[Saved entries]
=-=-=-=-=
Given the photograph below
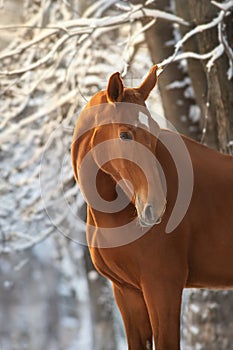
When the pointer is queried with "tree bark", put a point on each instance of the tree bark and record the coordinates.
(220, 88)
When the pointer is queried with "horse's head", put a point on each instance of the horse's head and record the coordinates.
(117, 129)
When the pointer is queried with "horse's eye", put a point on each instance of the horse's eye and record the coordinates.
(125, 136)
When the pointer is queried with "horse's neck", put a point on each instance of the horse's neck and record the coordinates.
(211, 169)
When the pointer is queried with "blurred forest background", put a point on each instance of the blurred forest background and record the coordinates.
(54, 55)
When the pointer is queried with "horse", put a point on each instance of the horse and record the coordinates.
(124, 164)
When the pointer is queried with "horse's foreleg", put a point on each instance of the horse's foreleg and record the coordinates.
(135, 317)
(164, 304)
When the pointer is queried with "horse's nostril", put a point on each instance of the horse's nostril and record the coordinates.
(149, 212)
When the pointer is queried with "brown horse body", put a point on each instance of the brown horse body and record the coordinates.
(150, 271)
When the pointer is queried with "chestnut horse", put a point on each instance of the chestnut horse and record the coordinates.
(124, 165)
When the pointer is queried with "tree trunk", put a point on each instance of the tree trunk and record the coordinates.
(208, 314)
(176, 93)
(220, 88)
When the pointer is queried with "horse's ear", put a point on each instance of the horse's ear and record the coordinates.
=-=-=-=-=
TASK OBJECTIVE:
Restate the records above word for word. Skip every picture.

ANSWER TO THE PROBLEM:
Given the photograph below
When the pointer is queried with "tree bark", put a point on each instance of the tree bark and record the coordinates.
(220, 88)
When the pointer is queried with "horse's head", put a point on each instance of the horse's head and record the coordinates.
(117, 129)
When the pointer is queried with "horse's eye", put a point on each instance of the horse's eye and record the coordinates.
(125, 136)
When the pointer is queried with "horse's neck", put a point on each instance of the horse's neck and record the coordinates.
(211, 169)
When the pointer is queried with "blurred forest background", put a point on each instance of the blurred forest background and record the coordinates.
(54, 55)
When the pointer is queried with "horse", put a point on each instance of the horse and record the coordinates.
(124, 164)
When the pointer is queried with "horse's foreleg", put a point on each instance of the horse's foreleg and record the coordinates.
(135, 317)
(164, 304)
When the pointer is queried with "horse's nostril", put a point on each instance of the horse's nostril and record the coordinates.
(149, 212)
When the pointer is queried with "brown horse body", put a point on each instance of the brown horse body and record the coordinates.
(150, 271)
When the pointer is queried with "chestnut horse", put a point on each instance of the chestnut horse and record the coordinates.
(124, 165)
When the pointer is queried with "tree trunk", put a point on each instance of the tree trunk and record the coordinates.
(208, 314)
(176, 93)
(220, 88)
When the pointer is queried with "horse's ear", put a point on each instance of the horse's ear and record the coordinates.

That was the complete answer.